**What you have to do**
The stretch from the line with "Target: dark beard" through the line with "Target: front bumper" in the records below: write it out exactly, and nothing else.

**Available data**
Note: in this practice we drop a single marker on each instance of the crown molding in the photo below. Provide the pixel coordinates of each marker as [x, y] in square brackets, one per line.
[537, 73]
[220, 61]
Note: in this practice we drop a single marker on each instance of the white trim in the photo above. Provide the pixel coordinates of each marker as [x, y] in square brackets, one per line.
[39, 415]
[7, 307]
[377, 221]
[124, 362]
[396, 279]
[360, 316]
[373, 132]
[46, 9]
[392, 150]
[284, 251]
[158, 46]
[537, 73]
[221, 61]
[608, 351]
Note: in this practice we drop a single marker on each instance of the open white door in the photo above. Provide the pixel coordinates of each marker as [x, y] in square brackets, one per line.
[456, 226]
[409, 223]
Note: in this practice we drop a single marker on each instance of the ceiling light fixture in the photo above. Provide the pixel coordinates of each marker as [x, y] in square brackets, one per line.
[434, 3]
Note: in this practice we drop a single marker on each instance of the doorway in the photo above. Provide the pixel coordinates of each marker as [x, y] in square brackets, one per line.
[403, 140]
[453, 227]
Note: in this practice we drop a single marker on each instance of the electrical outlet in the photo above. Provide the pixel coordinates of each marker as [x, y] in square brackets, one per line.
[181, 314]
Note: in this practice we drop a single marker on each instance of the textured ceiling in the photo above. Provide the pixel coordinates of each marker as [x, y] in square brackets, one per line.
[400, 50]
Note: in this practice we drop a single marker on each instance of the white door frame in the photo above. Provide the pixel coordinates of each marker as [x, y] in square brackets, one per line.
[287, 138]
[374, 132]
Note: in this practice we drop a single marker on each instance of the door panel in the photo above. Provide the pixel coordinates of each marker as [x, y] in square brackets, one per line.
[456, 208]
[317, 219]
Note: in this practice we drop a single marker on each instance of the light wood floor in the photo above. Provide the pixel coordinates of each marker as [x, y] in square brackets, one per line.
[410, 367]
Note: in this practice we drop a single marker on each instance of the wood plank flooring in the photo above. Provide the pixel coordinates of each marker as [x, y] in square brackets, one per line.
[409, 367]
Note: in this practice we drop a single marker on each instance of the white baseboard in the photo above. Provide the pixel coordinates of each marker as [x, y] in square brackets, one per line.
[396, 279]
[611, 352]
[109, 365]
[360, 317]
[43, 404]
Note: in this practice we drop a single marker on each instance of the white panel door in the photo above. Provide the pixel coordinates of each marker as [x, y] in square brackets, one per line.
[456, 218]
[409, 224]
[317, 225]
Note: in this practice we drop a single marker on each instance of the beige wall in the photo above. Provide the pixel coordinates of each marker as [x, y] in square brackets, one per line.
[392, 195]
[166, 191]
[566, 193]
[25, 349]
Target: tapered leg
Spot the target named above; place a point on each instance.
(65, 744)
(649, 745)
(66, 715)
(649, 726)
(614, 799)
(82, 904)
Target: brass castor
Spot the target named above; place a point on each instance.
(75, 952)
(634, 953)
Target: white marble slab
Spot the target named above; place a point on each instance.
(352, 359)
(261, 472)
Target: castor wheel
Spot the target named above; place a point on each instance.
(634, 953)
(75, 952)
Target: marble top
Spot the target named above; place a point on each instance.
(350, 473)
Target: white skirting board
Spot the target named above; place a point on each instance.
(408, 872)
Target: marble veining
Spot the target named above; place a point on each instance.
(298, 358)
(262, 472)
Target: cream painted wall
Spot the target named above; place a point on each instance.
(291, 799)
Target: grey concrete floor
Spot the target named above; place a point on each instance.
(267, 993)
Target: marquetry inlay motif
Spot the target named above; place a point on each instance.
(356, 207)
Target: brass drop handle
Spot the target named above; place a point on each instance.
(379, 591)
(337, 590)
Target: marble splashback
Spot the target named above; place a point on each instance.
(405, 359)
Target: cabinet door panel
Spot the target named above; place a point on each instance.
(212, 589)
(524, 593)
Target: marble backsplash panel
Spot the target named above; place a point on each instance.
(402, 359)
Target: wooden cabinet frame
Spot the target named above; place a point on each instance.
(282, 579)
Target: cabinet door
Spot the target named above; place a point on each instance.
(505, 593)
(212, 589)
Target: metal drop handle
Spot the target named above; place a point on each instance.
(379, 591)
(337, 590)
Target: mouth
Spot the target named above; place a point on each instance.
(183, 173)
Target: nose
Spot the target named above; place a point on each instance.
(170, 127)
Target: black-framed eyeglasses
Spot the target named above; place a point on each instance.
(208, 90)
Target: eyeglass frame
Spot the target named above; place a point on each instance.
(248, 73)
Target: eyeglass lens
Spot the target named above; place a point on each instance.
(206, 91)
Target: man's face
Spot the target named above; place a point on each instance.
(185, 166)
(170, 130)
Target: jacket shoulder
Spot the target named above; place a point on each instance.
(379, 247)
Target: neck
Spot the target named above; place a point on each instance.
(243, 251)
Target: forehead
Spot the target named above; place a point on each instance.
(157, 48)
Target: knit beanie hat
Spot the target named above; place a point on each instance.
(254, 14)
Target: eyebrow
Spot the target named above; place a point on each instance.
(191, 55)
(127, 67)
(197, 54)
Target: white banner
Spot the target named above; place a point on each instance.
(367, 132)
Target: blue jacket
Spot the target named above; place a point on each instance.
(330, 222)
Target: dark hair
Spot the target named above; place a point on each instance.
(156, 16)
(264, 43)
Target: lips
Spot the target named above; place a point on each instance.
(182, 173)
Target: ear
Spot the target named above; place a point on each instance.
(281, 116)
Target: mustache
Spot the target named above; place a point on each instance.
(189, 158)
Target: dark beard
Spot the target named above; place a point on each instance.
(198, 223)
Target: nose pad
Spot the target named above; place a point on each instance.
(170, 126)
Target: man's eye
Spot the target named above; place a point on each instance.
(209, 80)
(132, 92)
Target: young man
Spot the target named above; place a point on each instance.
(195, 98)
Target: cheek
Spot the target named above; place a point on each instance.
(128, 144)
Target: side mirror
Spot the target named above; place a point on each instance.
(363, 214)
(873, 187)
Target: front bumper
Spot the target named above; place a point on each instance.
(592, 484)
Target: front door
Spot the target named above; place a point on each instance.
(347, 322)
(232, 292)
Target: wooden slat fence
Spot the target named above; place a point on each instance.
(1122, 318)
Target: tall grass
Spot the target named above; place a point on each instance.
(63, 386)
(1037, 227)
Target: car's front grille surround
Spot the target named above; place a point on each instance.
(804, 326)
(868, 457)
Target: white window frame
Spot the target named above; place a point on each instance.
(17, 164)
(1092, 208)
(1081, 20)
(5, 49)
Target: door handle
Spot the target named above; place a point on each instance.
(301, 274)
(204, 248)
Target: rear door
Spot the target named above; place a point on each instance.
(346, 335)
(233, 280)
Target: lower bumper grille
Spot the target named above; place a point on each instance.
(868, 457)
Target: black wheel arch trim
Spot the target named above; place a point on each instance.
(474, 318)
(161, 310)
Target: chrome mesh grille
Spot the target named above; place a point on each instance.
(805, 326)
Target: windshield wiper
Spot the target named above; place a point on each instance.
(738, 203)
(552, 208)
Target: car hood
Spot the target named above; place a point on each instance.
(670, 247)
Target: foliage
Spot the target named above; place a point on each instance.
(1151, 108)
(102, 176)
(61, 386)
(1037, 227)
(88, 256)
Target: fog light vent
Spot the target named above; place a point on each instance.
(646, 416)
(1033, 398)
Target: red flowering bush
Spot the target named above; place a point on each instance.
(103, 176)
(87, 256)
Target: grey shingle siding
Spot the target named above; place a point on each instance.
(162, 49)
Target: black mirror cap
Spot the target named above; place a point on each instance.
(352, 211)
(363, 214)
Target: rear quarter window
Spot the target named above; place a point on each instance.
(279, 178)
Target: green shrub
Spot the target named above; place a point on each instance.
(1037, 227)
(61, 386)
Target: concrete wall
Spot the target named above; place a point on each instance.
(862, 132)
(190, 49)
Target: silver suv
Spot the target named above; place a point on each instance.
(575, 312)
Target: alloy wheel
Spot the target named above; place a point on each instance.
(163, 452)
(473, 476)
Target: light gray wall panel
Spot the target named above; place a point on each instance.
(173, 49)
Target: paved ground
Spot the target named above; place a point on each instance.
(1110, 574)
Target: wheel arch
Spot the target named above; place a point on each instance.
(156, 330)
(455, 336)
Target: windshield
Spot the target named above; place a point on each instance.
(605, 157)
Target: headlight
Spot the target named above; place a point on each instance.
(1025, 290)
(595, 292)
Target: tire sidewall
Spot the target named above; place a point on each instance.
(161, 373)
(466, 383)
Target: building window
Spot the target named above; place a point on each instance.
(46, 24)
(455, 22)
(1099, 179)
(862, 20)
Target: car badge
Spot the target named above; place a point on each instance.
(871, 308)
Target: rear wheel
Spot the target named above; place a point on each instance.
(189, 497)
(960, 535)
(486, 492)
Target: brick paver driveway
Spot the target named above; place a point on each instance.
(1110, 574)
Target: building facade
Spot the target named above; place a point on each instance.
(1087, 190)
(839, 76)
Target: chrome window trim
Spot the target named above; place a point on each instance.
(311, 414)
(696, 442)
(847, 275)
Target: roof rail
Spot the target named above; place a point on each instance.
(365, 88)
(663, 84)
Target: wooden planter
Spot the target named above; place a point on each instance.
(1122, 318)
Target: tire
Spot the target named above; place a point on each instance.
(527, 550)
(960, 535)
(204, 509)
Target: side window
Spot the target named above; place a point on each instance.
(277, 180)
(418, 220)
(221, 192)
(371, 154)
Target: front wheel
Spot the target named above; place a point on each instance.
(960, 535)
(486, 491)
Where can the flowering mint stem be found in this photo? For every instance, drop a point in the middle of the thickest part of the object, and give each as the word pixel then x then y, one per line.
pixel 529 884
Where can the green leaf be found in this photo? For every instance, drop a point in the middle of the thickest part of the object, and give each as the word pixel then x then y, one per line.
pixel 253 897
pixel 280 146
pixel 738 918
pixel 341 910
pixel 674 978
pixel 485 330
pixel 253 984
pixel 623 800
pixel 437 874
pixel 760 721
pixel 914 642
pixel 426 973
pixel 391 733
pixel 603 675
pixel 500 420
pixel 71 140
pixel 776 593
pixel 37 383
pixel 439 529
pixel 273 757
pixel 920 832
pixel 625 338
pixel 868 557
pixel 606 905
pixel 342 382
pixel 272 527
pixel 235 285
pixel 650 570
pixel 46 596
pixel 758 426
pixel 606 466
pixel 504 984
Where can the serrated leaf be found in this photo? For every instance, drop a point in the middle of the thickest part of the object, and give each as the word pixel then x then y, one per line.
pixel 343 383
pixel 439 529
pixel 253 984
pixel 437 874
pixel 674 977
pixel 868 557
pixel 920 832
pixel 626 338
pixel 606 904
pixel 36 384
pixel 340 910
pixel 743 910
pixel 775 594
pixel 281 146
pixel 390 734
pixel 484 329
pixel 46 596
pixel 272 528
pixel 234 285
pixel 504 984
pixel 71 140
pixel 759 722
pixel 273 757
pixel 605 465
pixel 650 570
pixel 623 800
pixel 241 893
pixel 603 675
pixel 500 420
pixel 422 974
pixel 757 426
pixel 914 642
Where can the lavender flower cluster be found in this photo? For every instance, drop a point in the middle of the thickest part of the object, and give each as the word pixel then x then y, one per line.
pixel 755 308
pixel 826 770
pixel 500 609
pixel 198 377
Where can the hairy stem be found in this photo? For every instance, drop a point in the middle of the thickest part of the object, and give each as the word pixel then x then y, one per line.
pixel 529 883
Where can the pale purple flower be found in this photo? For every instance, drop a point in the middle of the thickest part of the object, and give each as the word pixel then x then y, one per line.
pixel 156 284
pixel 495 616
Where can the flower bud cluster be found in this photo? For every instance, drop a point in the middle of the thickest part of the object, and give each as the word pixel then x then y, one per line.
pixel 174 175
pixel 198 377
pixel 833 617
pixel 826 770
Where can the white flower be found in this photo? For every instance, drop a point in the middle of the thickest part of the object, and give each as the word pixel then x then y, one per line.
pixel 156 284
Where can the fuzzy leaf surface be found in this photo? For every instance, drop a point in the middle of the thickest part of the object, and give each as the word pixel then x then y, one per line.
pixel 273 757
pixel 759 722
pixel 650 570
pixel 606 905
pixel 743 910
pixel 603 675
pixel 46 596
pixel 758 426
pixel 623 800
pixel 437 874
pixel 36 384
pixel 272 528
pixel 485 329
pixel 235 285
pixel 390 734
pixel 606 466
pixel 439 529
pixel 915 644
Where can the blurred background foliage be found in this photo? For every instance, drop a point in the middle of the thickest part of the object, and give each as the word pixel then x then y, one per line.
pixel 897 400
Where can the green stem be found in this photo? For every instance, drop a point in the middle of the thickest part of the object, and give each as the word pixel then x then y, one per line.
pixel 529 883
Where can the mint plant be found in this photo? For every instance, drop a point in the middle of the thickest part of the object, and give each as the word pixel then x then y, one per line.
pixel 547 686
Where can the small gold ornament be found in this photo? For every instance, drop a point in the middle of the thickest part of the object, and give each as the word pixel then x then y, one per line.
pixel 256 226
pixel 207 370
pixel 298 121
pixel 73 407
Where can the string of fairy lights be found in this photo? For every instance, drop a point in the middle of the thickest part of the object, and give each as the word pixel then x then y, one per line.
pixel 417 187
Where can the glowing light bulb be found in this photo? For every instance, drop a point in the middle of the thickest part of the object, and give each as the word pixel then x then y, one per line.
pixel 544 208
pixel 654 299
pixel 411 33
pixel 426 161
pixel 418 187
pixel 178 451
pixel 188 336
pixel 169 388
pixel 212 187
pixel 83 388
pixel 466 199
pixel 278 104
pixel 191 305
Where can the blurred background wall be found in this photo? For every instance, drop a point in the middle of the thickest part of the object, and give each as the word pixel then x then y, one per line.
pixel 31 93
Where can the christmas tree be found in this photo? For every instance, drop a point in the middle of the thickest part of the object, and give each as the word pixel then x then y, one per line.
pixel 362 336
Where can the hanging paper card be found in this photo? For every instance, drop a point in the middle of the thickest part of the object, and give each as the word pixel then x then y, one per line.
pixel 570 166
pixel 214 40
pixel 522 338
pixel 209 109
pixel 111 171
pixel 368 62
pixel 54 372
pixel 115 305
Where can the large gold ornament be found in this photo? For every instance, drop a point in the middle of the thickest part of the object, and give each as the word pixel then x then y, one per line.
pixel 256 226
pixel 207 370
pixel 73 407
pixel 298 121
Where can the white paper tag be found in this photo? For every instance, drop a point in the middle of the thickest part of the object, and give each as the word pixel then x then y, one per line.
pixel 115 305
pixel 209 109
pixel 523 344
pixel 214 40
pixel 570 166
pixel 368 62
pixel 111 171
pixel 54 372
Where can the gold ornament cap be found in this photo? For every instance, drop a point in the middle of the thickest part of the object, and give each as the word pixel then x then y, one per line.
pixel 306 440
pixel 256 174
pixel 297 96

**Result of this task**
Target: dark beard
Spot the target named above; place a point on each instance.
(198, 223)
Target: nose pad
Spot the target named above; place a point on each instance.
(170, 126)
Target: man's eye
Spot the target named above; place a point on each instance.
(209, 80)
(132, 92)
Target: young man
Spot the target named above; place a point on each instance.
(195, 98)
Target: cheek
Spot the target named above; place a point on each instance.
(128, 144)
Target: side mirror
Spot the target named above; place a point on each instance.
(363, 214)
(873, 187)
Target: front bumper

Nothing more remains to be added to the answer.